__Task item__: With the pictures set aside, return the lines below exactly, beginning at the first and ending at the line containing "Ground the tree.".

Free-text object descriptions
"""

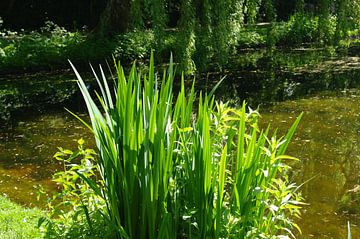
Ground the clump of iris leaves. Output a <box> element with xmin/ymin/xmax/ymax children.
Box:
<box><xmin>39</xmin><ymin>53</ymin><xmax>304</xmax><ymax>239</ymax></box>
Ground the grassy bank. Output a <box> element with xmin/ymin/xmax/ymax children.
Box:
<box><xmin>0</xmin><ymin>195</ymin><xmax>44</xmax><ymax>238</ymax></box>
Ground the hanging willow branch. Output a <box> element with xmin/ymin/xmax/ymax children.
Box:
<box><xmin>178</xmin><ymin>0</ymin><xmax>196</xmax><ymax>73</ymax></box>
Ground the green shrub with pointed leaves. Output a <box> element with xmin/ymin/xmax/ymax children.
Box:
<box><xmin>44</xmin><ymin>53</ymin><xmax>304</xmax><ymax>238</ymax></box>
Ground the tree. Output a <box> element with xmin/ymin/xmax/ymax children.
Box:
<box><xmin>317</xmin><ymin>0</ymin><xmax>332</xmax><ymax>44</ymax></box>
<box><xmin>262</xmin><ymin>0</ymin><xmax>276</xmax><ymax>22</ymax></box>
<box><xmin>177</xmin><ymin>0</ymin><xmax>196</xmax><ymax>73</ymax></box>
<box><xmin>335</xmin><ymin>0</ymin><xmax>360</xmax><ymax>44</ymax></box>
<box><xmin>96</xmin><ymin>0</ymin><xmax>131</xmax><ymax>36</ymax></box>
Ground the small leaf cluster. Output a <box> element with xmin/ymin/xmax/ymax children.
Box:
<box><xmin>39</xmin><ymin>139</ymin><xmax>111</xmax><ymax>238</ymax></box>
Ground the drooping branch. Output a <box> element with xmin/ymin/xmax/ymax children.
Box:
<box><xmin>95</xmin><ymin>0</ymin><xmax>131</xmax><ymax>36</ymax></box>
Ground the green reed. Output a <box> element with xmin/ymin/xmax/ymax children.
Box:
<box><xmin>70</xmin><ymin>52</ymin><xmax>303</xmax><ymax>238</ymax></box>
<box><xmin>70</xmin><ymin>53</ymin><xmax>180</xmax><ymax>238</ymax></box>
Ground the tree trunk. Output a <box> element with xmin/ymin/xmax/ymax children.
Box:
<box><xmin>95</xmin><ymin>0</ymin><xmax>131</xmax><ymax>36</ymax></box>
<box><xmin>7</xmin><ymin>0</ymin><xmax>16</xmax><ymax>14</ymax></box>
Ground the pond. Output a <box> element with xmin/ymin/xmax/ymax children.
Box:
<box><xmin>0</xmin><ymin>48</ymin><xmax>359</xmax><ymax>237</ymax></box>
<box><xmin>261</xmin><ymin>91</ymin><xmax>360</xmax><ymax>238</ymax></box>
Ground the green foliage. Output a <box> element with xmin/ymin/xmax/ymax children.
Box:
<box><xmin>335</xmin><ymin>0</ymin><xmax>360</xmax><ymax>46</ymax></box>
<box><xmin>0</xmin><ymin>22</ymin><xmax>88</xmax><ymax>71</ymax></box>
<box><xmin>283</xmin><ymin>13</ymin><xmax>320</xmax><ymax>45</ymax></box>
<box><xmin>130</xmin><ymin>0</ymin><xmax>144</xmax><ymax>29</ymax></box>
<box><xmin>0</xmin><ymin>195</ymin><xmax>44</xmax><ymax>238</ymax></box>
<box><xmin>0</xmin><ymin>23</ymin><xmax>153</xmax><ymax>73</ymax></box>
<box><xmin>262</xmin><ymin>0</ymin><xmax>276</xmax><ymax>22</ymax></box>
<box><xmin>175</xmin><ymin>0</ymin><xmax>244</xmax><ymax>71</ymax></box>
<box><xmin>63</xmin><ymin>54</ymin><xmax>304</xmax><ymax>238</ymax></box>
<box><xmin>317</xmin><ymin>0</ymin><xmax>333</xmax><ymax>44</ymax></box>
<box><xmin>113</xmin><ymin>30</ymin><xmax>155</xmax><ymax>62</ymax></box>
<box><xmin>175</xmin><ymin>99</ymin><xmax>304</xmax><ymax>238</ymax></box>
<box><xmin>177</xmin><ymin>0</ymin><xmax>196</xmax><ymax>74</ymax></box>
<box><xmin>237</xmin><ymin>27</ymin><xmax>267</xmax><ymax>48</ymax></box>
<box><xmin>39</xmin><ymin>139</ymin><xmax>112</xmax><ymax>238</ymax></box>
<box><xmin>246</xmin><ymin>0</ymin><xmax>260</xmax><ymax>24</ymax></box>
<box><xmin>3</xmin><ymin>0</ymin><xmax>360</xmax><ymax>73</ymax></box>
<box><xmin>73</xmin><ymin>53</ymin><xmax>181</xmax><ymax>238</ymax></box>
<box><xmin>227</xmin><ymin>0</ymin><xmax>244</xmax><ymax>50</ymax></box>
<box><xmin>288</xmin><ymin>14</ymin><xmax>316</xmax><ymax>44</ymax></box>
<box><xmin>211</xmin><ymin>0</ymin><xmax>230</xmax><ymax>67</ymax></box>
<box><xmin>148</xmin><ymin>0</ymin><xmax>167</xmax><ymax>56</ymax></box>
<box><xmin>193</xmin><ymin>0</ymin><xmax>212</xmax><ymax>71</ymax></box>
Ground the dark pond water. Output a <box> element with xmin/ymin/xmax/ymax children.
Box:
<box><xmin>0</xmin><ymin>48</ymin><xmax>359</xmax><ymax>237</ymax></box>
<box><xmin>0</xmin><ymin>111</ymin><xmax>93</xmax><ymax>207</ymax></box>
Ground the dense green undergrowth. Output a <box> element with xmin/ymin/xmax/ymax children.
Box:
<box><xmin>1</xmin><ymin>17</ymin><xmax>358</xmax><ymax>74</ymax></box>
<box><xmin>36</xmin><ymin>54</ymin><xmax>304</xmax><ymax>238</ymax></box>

"""

__Response below__:
Ground the clump of iris leaves. Output a <box> element with xmin/ymin/xmax/ymax children.
Box:
<box><xmin>39</xmin><ymin>53</ymin><xmax>304</xmax><ymax>239</ymax></box>
Ground the grassy bank. Output a <box> element with xmin/ymin/xmax/ymax children.
Box:
<box><xmin>0</xmin><ymin>195</ymin><xmax>44</xmax><ymax>238</ymax></box>
Ground the hanging willow branch. Output a <box> element with xmin/ymin/xmax/ymax children.
Box:
<box><xmin>178</xmin><ymin>0</ymin><xmax>196</xmax><ymax>73</ymax></box>
Ground the green shrub with pointed leaves. Output a <box> element with xmin/ymin/xmax/ymax children.
Box:
<box><xmin>44</xmin><ymin>53</ymin><xmax>304</xmax><ymax>238</ymax></box>
Ground the tree. Output a <box> element with xmin/ymin/xmax/ymax children.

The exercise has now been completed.